The problem: Copy out the records that follow, leaving every character as it is.

[Records from a dataset]

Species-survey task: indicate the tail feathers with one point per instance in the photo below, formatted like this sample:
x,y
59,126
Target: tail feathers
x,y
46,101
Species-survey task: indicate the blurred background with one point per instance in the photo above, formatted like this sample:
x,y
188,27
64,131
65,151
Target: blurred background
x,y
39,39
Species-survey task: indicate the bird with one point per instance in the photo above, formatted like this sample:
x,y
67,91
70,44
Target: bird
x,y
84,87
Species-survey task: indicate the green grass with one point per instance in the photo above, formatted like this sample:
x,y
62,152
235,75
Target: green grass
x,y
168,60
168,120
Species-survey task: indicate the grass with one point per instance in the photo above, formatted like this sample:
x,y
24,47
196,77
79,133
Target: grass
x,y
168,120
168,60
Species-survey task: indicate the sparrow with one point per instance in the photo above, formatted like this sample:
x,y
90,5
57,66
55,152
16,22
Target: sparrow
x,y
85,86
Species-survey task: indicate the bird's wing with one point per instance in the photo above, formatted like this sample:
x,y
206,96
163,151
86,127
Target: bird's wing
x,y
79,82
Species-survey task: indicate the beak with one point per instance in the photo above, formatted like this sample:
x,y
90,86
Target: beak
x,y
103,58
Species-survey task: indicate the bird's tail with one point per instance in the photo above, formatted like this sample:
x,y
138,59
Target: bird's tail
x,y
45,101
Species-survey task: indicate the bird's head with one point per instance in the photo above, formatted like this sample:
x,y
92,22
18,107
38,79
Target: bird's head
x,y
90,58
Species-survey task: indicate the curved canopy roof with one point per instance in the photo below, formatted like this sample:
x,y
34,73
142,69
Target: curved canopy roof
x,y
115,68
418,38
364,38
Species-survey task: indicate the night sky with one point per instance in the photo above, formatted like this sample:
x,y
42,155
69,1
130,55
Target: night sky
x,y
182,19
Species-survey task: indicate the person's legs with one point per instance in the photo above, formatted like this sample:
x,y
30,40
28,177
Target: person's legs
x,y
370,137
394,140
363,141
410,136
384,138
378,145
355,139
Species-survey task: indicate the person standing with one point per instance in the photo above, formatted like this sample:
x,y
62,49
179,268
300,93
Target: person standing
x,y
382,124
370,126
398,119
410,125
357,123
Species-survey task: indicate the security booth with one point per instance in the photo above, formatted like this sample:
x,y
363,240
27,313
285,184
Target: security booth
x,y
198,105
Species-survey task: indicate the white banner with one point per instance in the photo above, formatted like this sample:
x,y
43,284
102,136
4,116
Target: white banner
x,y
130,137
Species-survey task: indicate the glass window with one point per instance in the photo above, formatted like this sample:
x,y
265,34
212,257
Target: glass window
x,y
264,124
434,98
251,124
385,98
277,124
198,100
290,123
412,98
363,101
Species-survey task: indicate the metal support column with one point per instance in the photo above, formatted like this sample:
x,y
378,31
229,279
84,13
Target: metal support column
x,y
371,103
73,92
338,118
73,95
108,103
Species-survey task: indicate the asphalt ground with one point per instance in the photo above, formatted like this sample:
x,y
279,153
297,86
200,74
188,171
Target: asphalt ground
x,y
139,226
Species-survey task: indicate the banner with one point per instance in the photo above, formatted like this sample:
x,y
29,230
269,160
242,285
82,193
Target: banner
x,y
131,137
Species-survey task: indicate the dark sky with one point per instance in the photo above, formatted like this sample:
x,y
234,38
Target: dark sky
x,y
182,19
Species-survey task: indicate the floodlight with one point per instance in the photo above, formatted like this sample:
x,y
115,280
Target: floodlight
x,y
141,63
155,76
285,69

Solution to this task:
Species-survey task: indicate the tail feathers with one point per instance in the photo below, formatted like this sample:
x,y
59,126
Target: tail feathers
x,y
46,101
Species-survey task: indicate the blurred background with one point per instance in the photo above, formatted like this sample:
x,y
188,27
64,131
65,151
Target: blurred background
x,y
39,39
Species-survey task: indicate the bird with one point per instance in the photo above, formatted like this sample:
x,y
67,91
70,44
Target: bird
x,y
84,87
Species-survey task: indicate the green grass with one point per instance in the photo above, formatted like this sample:
x,y
62,152
235,75
Target: green grass
x,y
168,60
168,120
Species-survey task: indicate the grass with one point per instance in the photo above, formatted like this sample:
x,y
24,47
196,77
79,133
Target: grass
x,y
168,120
168,60
Species-survey task: indicate the sparrow with one point per instance in the photo above, formatted like this sample:
x,y
90,5
57,66
55,152
16,22
Target: sparrow
x,y
85,86
Species-survey task: indicate the bird's wing with one point per instance in the photo above, formatted like this sample:
x,y
206,96
163,151
86,127
Target: bird's wing
x,y
79,82
Species-survey task: indicate the beak with one point per instance in the photo above, formatted like this sample:
x,y
90,86
Target: beak
x,y
103,58
Species-survey task: indicate the bird's tail with one point per instance in the photo above, formatted like this sample:
x,y
138,59
Target: bird's tail
x,y
45,101
Species-survey task: indicate the bird's head with one point per instance in the photo above, formatted like this sample:
x,y
92,22
18,107
38,79
Target: bird's head
x,y
90,58
Species-survey task: indicate the curved canopy roof with one point per instance in the photo below, formatted like this sample:
x,y
34,73
142,69
Target: curved canopy roof
x,y
115,68
418,38
364,38
Species-survey task: indicate the night sky with one point per instance in the photo above, formatted like this sample:
x,y
42,155
69,1
130,55
Target: night sky
x,y
182,19
Species-survey task: indicate the person's legs with one point per instance in the photo above, formatted like this sample:
x,y
30,40
28,177
Target: person's legs
x,y
370,137
394,140
363,141
410,136
384,138
378,145
355,139
Species-survey task: indicate the person standing with one point per instance in the photo above, formatted like this sample:
x,y
62,49
179,268
300,93
Target: person standing
x,y
382,124
370,126
398,119
410,125
357,123
Species-survey task: indicate the security booth with one point per instance in the photo above, formatted like this sample:
x,y
363,240
27,313
285,184
Target: security booth
x,y
198,105
Species-survey task: indicate the white banner with one point per instance in the photo above, formatted like this sample:
x,y
43,284
102,136
4,116
Target: white banner
x,y
130,137
Species-survey task: indicate the glass window with one point per instance in the photo above, formatted like this sample:
x,y
265,34
212,257
Target: glass window
x,y
264,124
434,98
251,124
385,98
277,124
198,100
290,123
412,98
363,101
Species-survey task: indicate the metal support column with one point per instance in the photo above, formatted like this sample:
x,y
378,31
229,279
84,13
Target: metal support column
x,y
371,103
73,92
338,118
73,95
108,103
Species-survey task: indicate the asphalt ground with one point per instance in the photo above, formatted like this sample:
x,y
279,153
297,86
200,74
188,171
Target: asphalt ground
x,y
139,226
Species-survey task: indicate the banner with one point per instance in the photo above, formatted like this sample:
x,y
29,230
269,160
242,285
82,193
Target: banner
x,y
131,137
Species-survey task: indicate the dark sky with one point per instance in the photo above, formatted like this sample:
x,y
234,38
Target: dark sky
x,y
182,19
Species-survey task: indicate the floodlight with one point per instance in the photo above, formatted like this sample:
x,y
115,280
Target: floodlight
x,y
141,63
155,76
285,69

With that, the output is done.